• **FUENTE**:
------

Son
respuestas en lo personal que, a fuerza de ser repetitivas, sin embargo nunca
llegan a explicarse del todo. O, por el contrario, aparecen tan evidentes en su
contenido que hacen innecesario abundar en los planos íntimos de su motivación.
Resulta que una mañana, o tal vez cuando avanzan las horas del día, la escala anímica de tu persona marca unos dígitos
más bien bajos. Bajísimos, como para remontar de inmediato ese bloqueo. Y, casi
sin saber el por qué. No te ocurre nada, realmente preocupante. La salud va
bien, dentro de lo posible pero, eso sí, tu agenda se muestra abruptamente
densificada para el respiro y, como guinda ambiental, el contexto mediático,
social, económico y político se viste con unos ropajes que “saben” a
desalentador. Ante esa atmósfera profundamente viciada, que ahonda en tu soledad,
tienes la certera idea de buscar auxilio, oxígeno
físico, pero también espiritual, en aquel entorno donde más suele abundar para
su mejor estado de pureza. Y te vas…. a la compañía placentera del mar. Y, si
no, un poco más allá, a las laderas naturales y limpias de la montaña. También
otros, con desigual éxito en los resultados de la opción, eligen una película,
un libro o una llamada telefónica a ese amor siempre idealizado, como mejor
terapéutica. El caso es alejarte de un ambiente opresivo que no te gusta, en el
que te sientes agobiado, triste y en los umbrales inquietos de lo depresivo.
Aún
la Primavera jugaba con esos vaivenes traviesos del entretiempo, cuando decidí
alejarme de esta locura sin sentido en el que, con frecuencia, nos vemos
atrapados. Puse camino o destino hacia algún rincón
natural, no muy alejado de la malla que conforma el estresante laberinto
urbano. La arena de la playa iba a quedar para un poco más adelante en el
calendario, por lo que, a poco de un ratito de caminar, me vi rodeado de
árboles, matorrales, aromas y gratos silencios.
También sonidos, modulados por el viento, las
aves o la traviesa percepción que interpreta nuestra imaginación.
Fue
curioso. A poco de estar allí, las escalas anímicas comenzaron a moverse hacia
lo positivo y, con esa grandeza que trae la simplicidad, comencé a sentirme mejor. Bastante mejor. El milagro,
para lo espiritual, consistía en que ahora las cosas las veía bajo un prisma
más alegre. Tanto en el color, como en su trasparencia. Me sentía más liberado
y, precisamente, acompañado. Con el azul del cielo, las ramas verdes de pino,
el olor del tomillo y otros sensuales aromas
mediterráneos, además de las hojas que cimbrea la brisa y ese oxígeno que
respira y difunde limpieza y tranquilidad. Buenos, excelentes compañeros para
recuperar los biorritmos y el diálogo con la terapéutica del optimismo. ¡Ah, olvidaba
comentar la presencia de un elemento vital que, en modo alguno, podía faltar!

------

• **DETALLES DEL PROBLEMA**: En la fuente sobre el desánimo y la naturaleza, explica por qué se acude al mar o a la montaña.

------

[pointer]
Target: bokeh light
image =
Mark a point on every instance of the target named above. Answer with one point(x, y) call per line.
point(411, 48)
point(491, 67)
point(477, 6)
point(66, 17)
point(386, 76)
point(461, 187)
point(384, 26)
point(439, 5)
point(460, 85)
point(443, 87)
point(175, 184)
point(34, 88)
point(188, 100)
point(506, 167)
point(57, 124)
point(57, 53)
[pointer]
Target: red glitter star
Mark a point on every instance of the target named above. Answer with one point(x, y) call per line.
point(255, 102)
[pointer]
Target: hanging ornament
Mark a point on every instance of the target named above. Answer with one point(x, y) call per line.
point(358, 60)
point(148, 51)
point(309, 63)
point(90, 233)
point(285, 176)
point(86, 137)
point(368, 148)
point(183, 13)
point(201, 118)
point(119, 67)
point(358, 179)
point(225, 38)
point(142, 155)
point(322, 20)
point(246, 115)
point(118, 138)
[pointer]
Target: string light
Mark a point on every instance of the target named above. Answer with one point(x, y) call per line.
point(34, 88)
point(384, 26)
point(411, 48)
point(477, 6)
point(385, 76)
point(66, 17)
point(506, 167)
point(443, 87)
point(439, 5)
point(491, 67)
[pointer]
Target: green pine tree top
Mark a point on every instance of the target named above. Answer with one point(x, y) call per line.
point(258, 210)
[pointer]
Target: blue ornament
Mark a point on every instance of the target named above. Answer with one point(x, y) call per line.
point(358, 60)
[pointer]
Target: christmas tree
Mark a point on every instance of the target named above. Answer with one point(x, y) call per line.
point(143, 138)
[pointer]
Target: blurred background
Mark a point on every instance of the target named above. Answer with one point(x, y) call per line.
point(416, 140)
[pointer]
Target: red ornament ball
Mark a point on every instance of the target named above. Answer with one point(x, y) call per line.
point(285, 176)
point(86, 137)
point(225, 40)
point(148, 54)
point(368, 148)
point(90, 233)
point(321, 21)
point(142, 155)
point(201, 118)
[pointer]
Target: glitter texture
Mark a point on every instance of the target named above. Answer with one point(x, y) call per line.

------

• **RESULTADO DEL EJERCICIO**: Se acude allí para buscar auxilio, oxígeno físico y también espiritual, en el entorno donde más suele abundar en su mejor estado de pureza. Así se busca alejarse de un ambiente opresivo y viciado, que ahonda en la soledad y en el que uno se siente agobiado, triste y en los umbrales de lo depresivo.